▶ _FRAGMENTO DEL DOCUMENTO_:
%%
En 1892 murió el padre Zini, su guía espiritual, que mientras tanto había llegado a ser arzobispo de Siena, y toda la responsabilidad del nuevo instituto quedó en sus manos. Lo gobernó con sabiduría y prudencia, extendiéndolo por todas las regiones de Italia. Supo infundir en sus hijas el espíritu de pobreza que ella misma vivió durante toda su vida, a pesar de las innumerables dificultades que le supuso para la gestión de la congregación. Con profunda humildad exponía todos sus problemas a sus superiores eclesiásticos, ateniéndose dócilmente a sus directrices. Cuando logró establecer una casa de su instituto en Roma, tuvo que afrontar grandes apuros económicos, pues no encontraba personas generosas que la ayudaran. El 26 de octubre de 1923 la madre Celestina, acompañada de otras tres hermanas, fue recibida por el Papa Pío XI, al que habló con voz conmovida de su deseo de fundar una casa en Roma. El Santo Padre la escuchó con atención y, levantando la mano para bendecirla, le dijo: «Bien. Habéis comenzado con poco. Tened fe. La Providencia os ayudará». Y así fue. Aun contrayendo notables deudas, logró el establecimiento definitivo de su casa en Roma. La primera ayuda económica notable se la dio el mismo Papa, a través de su limosnero, como regalo de Navidad: cinco mil liras.
%%
▶ _DATOS PROPORCIONADOS_:
%%
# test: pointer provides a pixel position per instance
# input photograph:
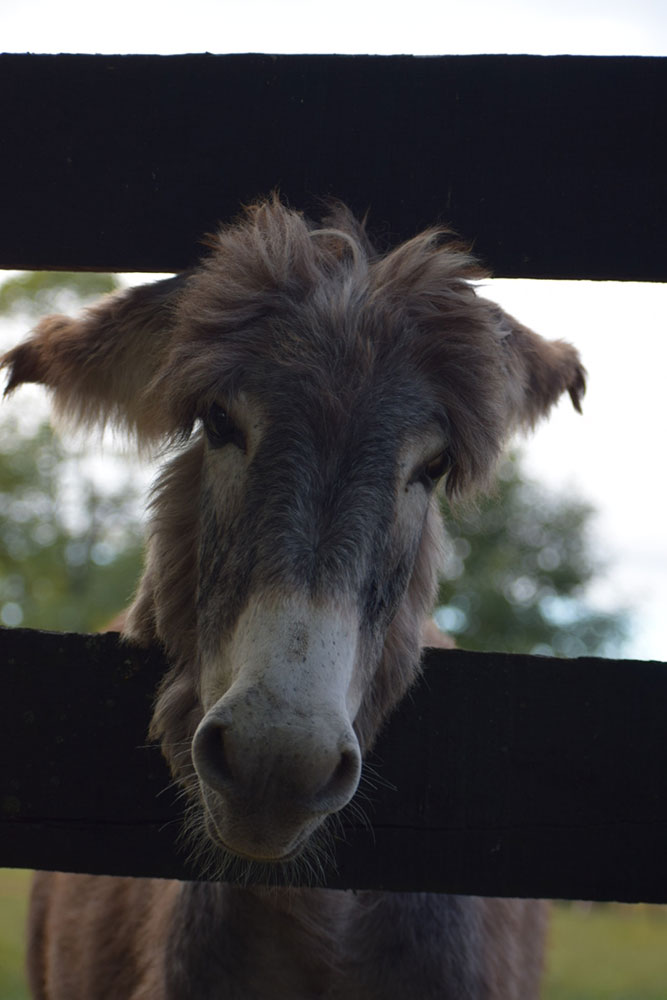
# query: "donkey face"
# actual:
(316, 394)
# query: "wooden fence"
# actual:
(506, 775)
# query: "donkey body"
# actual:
(315, 393)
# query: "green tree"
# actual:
(70, 551)
(517, 572)
(70, 547)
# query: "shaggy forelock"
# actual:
(280, 301)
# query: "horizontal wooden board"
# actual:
(499, 775)
(552, 167)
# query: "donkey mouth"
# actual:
(261, 852)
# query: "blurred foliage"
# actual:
(516, 575)
(70, 549)
(517, 571)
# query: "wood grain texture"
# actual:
(552, 167)
(500, 775)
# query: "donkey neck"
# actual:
(303, 944)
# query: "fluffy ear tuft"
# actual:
(539, 371)
(98, 365)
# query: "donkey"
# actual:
(314, 394)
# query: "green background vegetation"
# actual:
(516, 579)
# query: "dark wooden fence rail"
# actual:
(505, 774)
(512, 775)
(555, 167)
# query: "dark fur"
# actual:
(351, 355)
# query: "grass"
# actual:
(13, 907)
(609, 952)
(596, 953)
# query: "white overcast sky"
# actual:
(615, 454)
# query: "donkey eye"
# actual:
(435, 469)
(220, 428)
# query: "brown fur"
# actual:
(336, 363)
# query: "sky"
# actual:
(613, 455)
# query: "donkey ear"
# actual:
(539, 370)
(99, 365)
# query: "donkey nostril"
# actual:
(342, 783)
(210, 755)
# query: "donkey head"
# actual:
(315, 394)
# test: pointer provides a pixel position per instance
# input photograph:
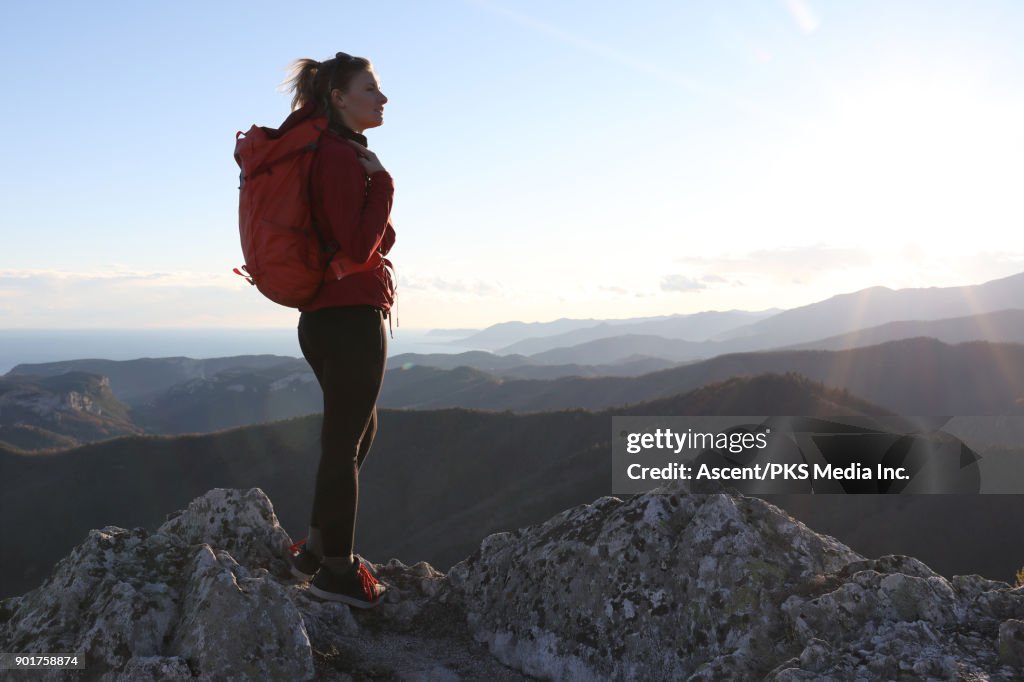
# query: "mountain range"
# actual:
(438, 480)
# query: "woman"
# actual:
(341, 331)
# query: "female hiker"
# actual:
(341, 331)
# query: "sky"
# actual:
(551, 160)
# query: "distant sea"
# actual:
(18, 346)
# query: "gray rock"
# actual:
(664, 586)
(669, 586)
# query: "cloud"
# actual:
(119, 297)
(681, 283)
(435, 285)
(782, 263)
(803, 14)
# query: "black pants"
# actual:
(347, 349)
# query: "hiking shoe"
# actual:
(303, 562)
(356, 587)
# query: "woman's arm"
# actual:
(356, 218)
(388, 240)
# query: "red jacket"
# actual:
(353, 210)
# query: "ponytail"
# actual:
(310, 80)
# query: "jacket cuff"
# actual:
(383, 179)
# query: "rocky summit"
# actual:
(662, 586)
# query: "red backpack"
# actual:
(287, 258)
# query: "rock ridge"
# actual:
(662, 586)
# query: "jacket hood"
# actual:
(309, 110)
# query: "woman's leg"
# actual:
(348, 347)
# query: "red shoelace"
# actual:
(369, 583)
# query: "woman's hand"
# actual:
(369, 160)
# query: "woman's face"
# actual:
(361, 105)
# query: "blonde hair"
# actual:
(310, 80)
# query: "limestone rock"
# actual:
(663, 586)
(690, 587)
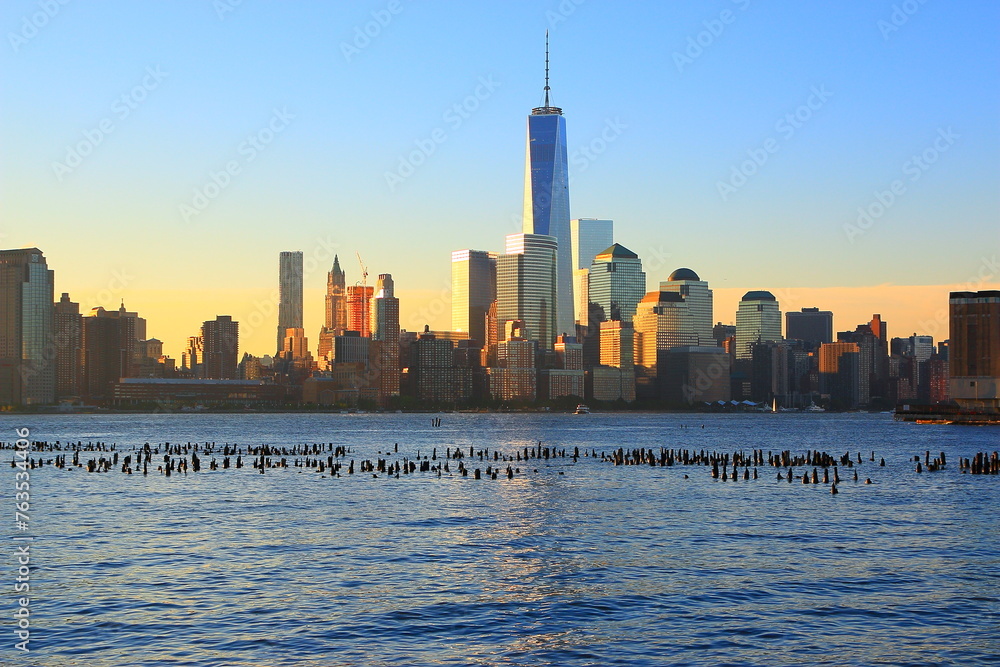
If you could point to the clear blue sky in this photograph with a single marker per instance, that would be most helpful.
(672, 130)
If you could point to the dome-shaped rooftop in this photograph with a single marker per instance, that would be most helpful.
(758, 295)
(684, 274)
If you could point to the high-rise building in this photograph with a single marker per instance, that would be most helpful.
(758, 319)
(68, 323)
(722, 332)
(699, 299)
(839, 369)
(104, 357)
(812, 326)
(514, 378)
(385, 328)
(193, 356)
(662, 321)
(696, 374)
(617, 282)
(473, 289)
(974, 349)
(614, 379)
(289, 294)
(220, 343)
(335, 320)
(546, 199)
(132, 329)
(27, 367)
(526, 286)
(359, 309)
(588, 237)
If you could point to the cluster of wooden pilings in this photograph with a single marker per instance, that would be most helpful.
(983, 463)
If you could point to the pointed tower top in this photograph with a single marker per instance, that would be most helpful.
(546, 110)
(546, 68)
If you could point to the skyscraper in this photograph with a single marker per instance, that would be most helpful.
(335, 320)
(588, 237)
(974, 350)
(617, 282)
(526, 286)
(290, 294)
(699, 299)
(220, 344)
(662, 321)
(546, 196)
(68, 324)
(812, 326)
(27, 369)
(359, 308)
(385, 328)
(473, 289)
(758, 319)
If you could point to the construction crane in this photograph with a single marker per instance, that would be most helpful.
(364, 270)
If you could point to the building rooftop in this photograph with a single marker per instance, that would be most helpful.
(617, 251)
(683, 274)
(758, 295)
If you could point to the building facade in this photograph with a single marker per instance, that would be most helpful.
(27, 356)
(616, 282)
(588, 237)
(473, 289)
(698, 296)
(974, 349)
(758, 319)
(546, 198)
(526, 286)
(289, 294)
(220, 343)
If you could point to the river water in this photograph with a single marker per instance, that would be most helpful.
(579, 563)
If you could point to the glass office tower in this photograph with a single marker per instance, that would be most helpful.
(526, 286)
(758, 320)
(27, 367)
(290, 294)
(473, 289)
(546, 196)
(699, 298)
(617, 282)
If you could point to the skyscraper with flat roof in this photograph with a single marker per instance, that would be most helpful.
(220, 347)
(68, 324)
(289, 294)
(812, 326)
(27, 369)
(588, 237)
(473, 289)
(546, 196)
(974, 349)
(359, 308)
(758, 319)
(526, 286)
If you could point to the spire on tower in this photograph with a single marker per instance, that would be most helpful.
(546, 68)
(546, 109)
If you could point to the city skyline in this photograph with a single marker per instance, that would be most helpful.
(847, 144)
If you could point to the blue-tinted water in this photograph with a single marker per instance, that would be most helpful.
(600, 565)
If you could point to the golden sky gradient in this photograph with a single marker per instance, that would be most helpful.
(173, 315)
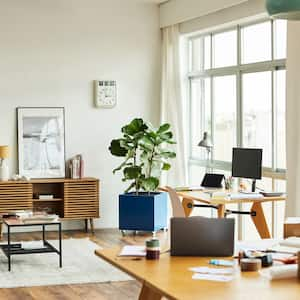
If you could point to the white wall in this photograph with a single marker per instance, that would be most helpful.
(51, 51)
(231, 16)
(178, 11)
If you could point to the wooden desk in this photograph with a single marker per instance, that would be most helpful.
(259, 219)
(169, 277)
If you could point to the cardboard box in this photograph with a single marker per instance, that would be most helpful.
(291, 227)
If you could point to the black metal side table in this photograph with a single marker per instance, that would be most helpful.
(10, 249)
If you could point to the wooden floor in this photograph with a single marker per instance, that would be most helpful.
(95, 291)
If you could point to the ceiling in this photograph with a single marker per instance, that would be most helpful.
(159, 1)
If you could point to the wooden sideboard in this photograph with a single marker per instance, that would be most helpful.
(73, 199)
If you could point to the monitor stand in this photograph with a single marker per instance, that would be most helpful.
(253, 186)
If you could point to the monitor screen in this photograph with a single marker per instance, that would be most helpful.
(246, 163)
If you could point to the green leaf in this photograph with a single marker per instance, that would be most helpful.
(116, 149)
(166, 167)
(121, 166)
(147, 140)
(163, 128)
(134, 127)
(132, 185)
(166, 136)
(150, 184)
(132, 172)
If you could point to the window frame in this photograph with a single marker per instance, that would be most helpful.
(238, 70)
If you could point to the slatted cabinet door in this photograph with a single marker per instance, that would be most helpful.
(81, 199)
(15, 196)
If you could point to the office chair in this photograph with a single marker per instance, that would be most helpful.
(177, 208)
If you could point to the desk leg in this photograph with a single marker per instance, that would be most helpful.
(221, 211)
(149, 294)
(187, 206)
(260, 221)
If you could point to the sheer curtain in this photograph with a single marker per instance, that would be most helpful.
(293, 121)
(172, 108)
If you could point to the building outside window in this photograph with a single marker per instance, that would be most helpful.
(237, 94)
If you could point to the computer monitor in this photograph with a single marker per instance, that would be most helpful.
(247, 163)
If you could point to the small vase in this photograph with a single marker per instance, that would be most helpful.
(4, 172)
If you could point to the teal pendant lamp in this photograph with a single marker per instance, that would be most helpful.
(284, 9)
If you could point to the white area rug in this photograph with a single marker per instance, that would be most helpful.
(80, 265)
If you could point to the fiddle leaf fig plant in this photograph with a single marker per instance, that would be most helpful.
(145, 153)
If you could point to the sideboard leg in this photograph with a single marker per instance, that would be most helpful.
(86, 225)
(92, 225)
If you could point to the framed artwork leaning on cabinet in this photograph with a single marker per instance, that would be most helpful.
(41, 142)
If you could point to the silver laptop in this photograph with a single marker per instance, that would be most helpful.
(198, 236)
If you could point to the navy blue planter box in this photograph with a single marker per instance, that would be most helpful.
(143, 212)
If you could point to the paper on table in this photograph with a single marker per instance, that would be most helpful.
(212, 277)
(281, 272)
(206, 270)
(133, 251)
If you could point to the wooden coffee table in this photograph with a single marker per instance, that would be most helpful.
(170, 277)
(10, 249)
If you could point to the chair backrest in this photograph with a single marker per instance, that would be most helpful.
(177, 207)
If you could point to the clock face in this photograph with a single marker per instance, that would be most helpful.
(105, 93)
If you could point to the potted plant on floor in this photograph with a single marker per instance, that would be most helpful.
(146, 155)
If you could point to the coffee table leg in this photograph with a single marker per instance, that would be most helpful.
(8, 248)
(60, 254)
(44, 235)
%%
▶ _TAREA_:
Retoma el relato sobre la madre Celestina y su instituto, y continúalo después de su última frase. El listado procede de otra fuente.

▶ _RESPUESTA_:
Las dos primeras niñas que acogió en la casa de Roma fueron dos hermanitas cuyo padre estaba preso en la cárcel de «Regina caeli». También la tercera tenía su padre en prisión. Al encomendarlas a sus religiosas, la madre Celestina les dijo: «Estas pobres niñas no tienen nada. Vosotras debéis ver en ellas la imagen de Jesús». En una de sus cartas exhortaba así a sus religiosas: «Orad mucho. Educad a las niñas a ser amables. Haced que se fundamenten bien en la doctrina cristiana, en el horror al pecado, a la mentira, a la desobediencia. Recordadles siempre la presencia de Dios. Alegradlas con la música sacra. Haced que amen el estudio y el trabajo».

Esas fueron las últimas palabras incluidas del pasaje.